• _EXERCISE BRIEF_: Swap "sidewalk" for "pavement" in the stretch from the line containing "# target: sidewalk" through the line containing "Give the mask of every instance of the sidewalk.". Return only those lines, with everything else left unchanged.

• _Region segmentation data_:
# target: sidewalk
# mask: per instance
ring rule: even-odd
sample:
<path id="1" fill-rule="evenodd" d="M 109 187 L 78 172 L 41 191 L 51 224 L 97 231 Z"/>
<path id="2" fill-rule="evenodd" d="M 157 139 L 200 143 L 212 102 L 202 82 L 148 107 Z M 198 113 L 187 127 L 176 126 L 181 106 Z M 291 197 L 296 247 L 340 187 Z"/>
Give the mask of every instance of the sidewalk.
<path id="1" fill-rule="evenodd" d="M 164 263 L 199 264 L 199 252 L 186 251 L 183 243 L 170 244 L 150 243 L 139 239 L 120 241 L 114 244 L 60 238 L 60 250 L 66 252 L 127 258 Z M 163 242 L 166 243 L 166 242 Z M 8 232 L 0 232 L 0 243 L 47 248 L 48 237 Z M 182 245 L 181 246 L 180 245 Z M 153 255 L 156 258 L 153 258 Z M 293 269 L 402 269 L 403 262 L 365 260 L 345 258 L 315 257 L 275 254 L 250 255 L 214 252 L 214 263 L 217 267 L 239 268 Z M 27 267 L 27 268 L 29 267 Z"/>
* * *
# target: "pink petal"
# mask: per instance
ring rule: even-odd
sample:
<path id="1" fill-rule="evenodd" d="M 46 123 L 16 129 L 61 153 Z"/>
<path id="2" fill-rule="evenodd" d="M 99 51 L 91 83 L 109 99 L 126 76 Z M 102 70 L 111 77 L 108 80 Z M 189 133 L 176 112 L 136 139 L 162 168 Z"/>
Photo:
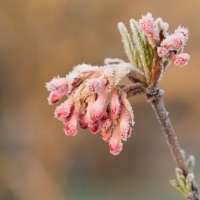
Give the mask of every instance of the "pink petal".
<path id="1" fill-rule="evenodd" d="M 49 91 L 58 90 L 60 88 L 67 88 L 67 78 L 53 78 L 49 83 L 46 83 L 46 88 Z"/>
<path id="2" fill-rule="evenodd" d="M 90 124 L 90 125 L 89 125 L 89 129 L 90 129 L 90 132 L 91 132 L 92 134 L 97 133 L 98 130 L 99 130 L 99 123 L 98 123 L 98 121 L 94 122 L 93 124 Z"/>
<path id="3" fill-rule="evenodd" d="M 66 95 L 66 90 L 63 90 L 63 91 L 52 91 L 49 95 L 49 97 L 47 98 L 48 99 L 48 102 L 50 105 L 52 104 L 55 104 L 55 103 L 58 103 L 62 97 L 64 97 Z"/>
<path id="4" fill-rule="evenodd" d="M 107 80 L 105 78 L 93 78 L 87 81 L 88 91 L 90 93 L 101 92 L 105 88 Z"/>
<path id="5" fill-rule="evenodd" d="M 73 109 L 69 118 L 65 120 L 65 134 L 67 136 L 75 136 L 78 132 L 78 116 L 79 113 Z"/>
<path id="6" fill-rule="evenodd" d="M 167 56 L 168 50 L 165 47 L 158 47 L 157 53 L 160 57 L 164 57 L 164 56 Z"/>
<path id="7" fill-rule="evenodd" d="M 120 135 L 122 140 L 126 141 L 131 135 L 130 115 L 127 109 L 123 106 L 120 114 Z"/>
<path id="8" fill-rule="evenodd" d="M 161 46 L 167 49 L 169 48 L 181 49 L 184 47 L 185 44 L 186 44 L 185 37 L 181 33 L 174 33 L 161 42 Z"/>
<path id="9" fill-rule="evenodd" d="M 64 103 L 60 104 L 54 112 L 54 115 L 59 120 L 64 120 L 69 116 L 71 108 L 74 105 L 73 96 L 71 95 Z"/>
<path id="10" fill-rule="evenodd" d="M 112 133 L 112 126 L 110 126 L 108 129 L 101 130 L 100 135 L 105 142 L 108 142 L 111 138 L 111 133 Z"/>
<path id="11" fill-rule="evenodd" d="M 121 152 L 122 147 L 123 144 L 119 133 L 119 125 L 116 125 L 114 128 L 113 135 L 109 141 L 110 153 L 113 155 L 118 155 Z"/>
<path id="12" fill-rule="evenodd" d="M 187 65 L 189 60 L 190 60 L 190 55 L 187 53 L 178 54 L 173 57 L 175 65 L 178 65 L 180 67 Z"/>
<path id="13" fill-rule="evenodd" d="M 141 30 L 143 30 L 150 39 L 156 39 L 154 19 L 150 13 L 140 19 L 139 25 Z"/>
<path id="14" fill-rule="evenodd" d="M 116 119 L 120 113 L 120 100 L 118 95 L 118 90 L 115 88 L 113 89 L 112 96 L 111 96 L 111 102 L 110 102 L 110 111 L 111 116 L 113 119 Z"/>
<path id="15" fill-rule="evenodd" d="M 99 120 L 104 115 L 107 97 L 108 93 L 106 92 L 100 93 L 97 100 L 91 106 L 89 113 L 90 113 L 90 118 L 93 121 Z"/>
---
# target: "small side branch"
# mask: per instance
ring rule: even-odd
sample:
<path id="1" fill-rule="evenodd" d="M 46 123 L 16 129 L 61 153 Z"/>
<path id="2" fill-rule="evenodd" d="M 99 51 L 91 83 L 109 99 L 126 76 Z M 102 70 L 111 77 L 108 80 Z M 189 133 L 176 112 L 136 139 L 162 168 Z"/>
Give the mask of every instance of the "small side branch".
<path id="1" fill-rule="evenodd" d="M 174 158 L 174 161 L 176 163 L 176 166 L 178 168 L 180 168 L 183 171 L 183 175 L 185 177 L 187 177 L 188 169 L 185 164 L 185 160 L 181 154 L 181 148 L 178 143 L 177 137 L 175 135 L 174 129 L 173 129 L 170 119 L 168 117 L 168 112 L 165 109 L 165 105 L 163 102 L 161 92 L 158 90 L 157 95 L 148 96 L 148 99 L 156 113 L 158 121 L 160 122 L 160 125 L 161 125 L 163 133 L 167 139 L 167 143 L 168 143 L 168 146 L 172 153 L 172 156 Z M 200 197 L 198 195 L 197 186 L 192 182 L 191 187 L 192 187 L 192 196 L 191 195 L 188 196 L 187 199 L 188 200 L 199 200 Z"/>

• _ANSWER BELOW_:
# target: pavement
# mask: per instance
ring rule: even-odd
sample:
<path id="1" fill-rule="evenodd" d="M 109 187 L 78 172 L 41 191 L 51 224 L 97 231 Z"/>
<path id="2" fill-rule="evenodd" d="M 157 139 L 200 143 L 212 102 L 202 82 L 148 107 Z M 198 113 L 187 127 L 176 126 L 181 106 Z M 291 197 L 296 247 L 340 187 Z"/>
Give the mask of every instance of the pavement.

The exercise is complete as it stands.